Markets Are Sending Different Signals on Recovery


FullertonMarkets Representative
When bond traders are questioning the strength of economy recovery, does this mean that USD/JPY tend to weaken?

Stocks and bonds traders now lay out the different outlooks on the upcoming recovery, setting the tone for the Forex market that prices could continue to range in coming weeks.

The US government bond yields reversed an early climb and closed lower last week, with investors weighing persistent worries about the economic outlook against a better-than-expected monthly jobs report.

The yield on the 10-year Treasury note, a key benchmark for borrowing costs on everything from mortgages to student loans, climbed above 0.71% in the wake of Thursday morning’s data, according to Tradeweb. But it then retraced the move, settling at 0.670%, compared with 0.682% on Wednesday. Bond yields rise as prices fall.

The Bond market shows that traders believe that a full economic recovery will take time. The 10-year yield tends to rise and fall with investors’ expectations for growth and inflation, and has traded within a relatively narrow range around 0.7% in recent weeks. This stalls many attributes to economic worries and aggressive monetary stimulus.

The 10-year yield initially climbed after data showed that the jobless rate fell to 11.1% in June and that the US added 4.8 million jobs, boosting hopes that the economy will avoid investors’ worst-case scenarios, but it reversed course later in the session, to snap a two-session streak of gains.

Among the worries dragging on bond yields is the concern that a recent resurgence in the pandemic will force new lockdowns. This could slow the recovery, prompting the central bank to keep interest rates low. It could also limit any pickup in inflation, increasing the appeal of government debt by preserving the purchasing power of its fixed-coupon payments.

However, stock traders are projecting calmer markets ahead. The CBOE Volatility Index, or VIX, edged down for the fourth consecutive session to 27.68 last week, continuing a week-long descent that sent it to its lowest close since June 10.

The gauge is based on options prices on the S&P 500 and tends to slip as stocks are rising.
○ ○ ○
> _Activity A_
From the market article, pull out the stretch from "The yield on" through "aggressive monetary stimulus." word for word.
> _Activity B_
Write the next part of the market article, picking up right after its last sentence.
The material after this point has no connection to the market article.

> _Material shown_
○ ○ ○
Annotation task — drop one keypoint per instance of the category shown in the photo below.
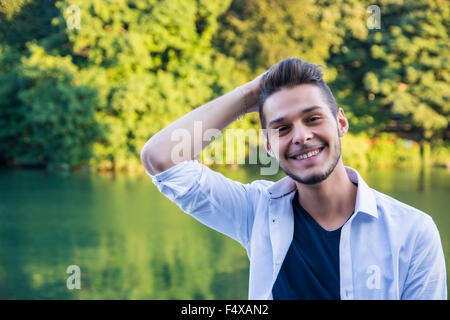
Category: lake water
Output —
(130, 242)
○ ○ ○
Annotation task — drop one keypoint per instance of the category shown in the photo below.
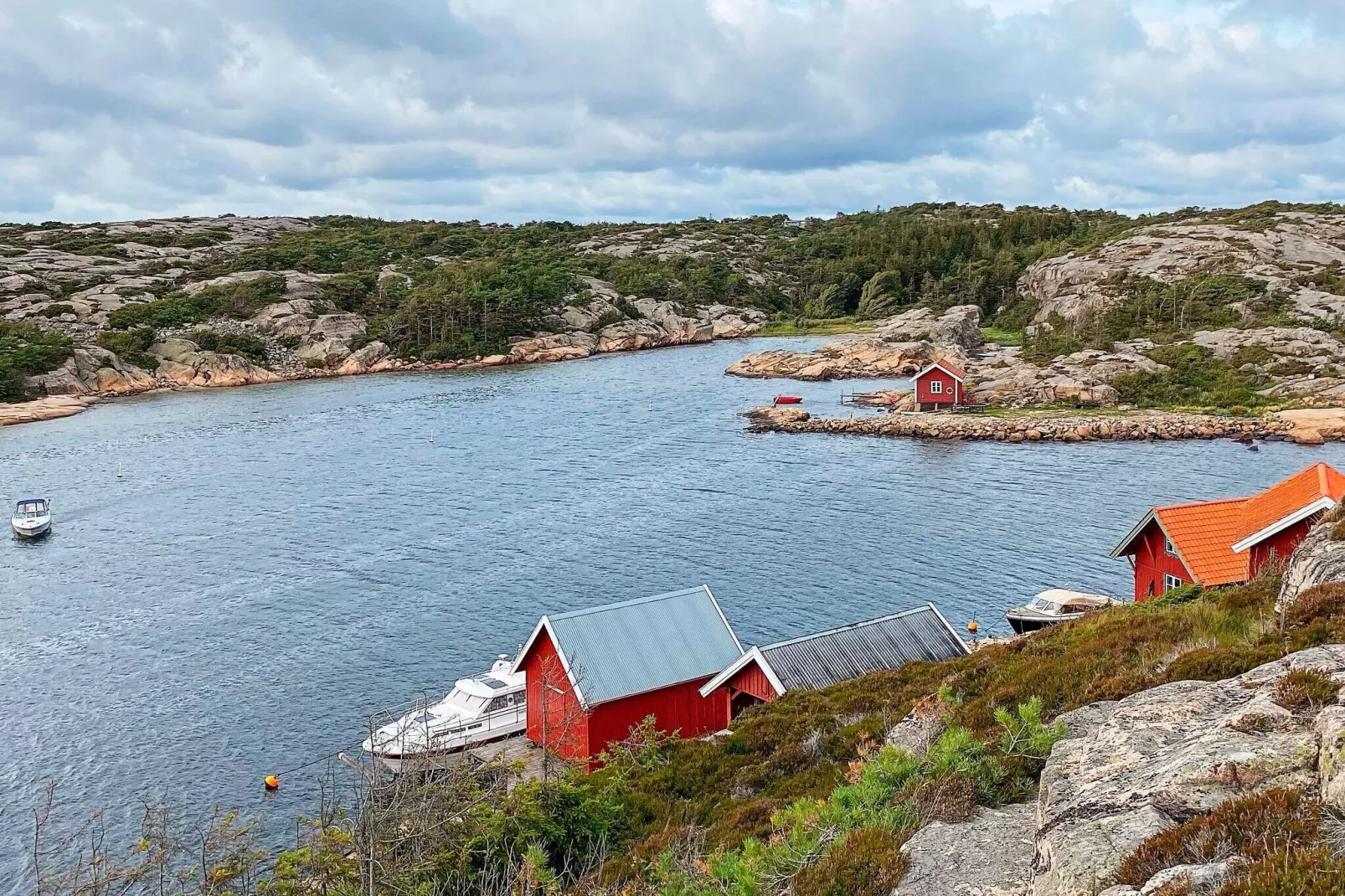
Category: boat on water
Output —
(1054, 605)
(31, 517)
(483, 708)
○ ○ ○
> _Answer section A_
The yield on the 10-year Treasury note, a key benchmark for borrowing costs on everything from mortgages to student loans, climbed above 0.71% in the wake of Thursday morning’s data, according to Tradeweb. But it then retraced the move, settling at 0.670%, compared with 0.682% on Wednesday. Bond yields rise as prices fall.

The Bond market shows that traders believe that a full economic recovery will take time. The 10-year yield tends to rise and fall with investors’ expectations for growth and inflation, and has traded within a relatively narrow range around 0.7% in recent weeks. This stalls many attributes to economic worries and aggressive monetary stimulus.

> _Answer section B_
Leveraged funds like hedge funds have increased bearish positions tied to the VIX. Bearish bets recently outweighed bullish ones by the most since February, before US stocks tumbled into a bear market and the volatility gauge hit its highest level on record, according to data from the Commodity Futures Trading Commission as of June 23.

A bearish position on the VIX is akin to a bullish one on stocks since the volatility gauge and its futures typically fall as stocks rise. Traders can tap VIX futures to make directional bets or hedge their portfolios.

Among the exceptions is the period around the US presidential election. Futures prices tied to the VIX indicate that traders are bracing for more volatility in October, ahead of the election. Analysts have already started forecasting the effects of presumptive Democratic nominee Joe Biden and President Trump’s potential policies on the stock market.

Options markets were bracing for big swings in share prices around the Iowa Democratic caucuses on 3rd February. Market volatility also picked up ahead of President Trump’s 2016 election, on news that the Federal Bureau of Investigation was reviewing evidence in connection with its investigation of Democratic presidential candidate Hillary Clinton’s email server.

Our Picks
EUR/USD – Slightly bullish
This pair may rise towards 1.1315 this week.

USD/JPY– Slightly bearish
This pair may fall towards 107.30.

XAU/USD (Gold) – Slightly bearish
We expect price to drop towards 1760 this week.

H33HKD (HSI) – Slightly bullish
Index may rise towards 25660 this week.